### TEXT PROVIDED
begin
The crushing burden of an existence riddled with pain has an additional physical weight of a wooden or a metallic carrier called howdah that weighs between 300 to 600 kilograms. It is this extraordinary amount of weight that, eventually, has the weight of the tourists added to it, irreversibly damaging the spine of the elephant. A side effect that most elephants suffer is severe osteoarthritis from walking on unnatural hard surfaces and being tethered on concrete ground for long periods.

To help empower the public and tourists to combat this cruel industry that endangers the lives of hundreds of elephants each year,Wildlife SOS launched the Refuse to Ride campaign to empower tourists while encouraging responsible tourism and elephant conservation.

Tourists come to India to see the culture and appreciate the sights. If they are informed about the facts, they will always choose to do the right thing. By encouraging tourists to ride elephants, it incentivizes a bad practice where animals are being abused & exploited unnaturally.  Tourists visiting India would prefer to support conservation efforts to protect India’s wild elephant population.

The elephants, that make you feel regal for the short span of time that you sit on their back, have been abused for their entire life and will continue to suffer for the purpose of entertainment. If you love elephants, you will not ride them!

Today as our physical world is changing fast, it is important to take a moment to reflect on and reinvent our relationship with elephants. Conservation and welfare of elephants in India provides us with a critical lens to develop holistic policies that work both for humans as well as animals. Tied to the survival of elephants is the survival of India’s biodiversity and heritage!
end
### THE REQUEST
From the text on elephant riding, reproduce the passage that begins with the words "Today as our" and stops after the words "biodiversity and heritage!".

### DATA SEGMENT
begin
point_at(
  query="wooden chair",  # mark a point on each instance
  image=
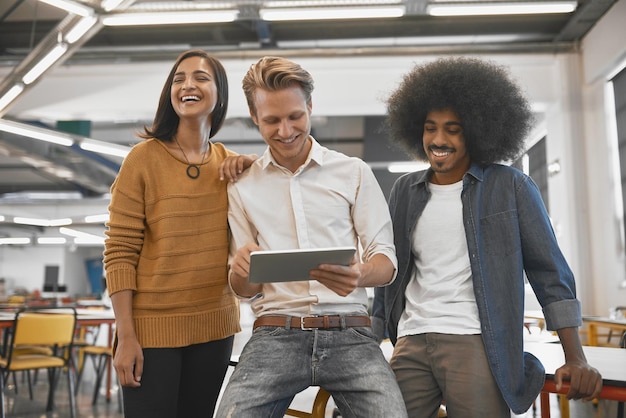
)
end
### COMPLETE ANSWER
Today as our physical world is changing fast, it is important to take a moment to reflect on and reinvent our relationship with elephants. Conservation and welfare of elephants in India provides us with a critical lens to develop holistic policies that work both for humans as well as animals. Tied to the survival of elephants is the survival of India’s biodiversity and heritage!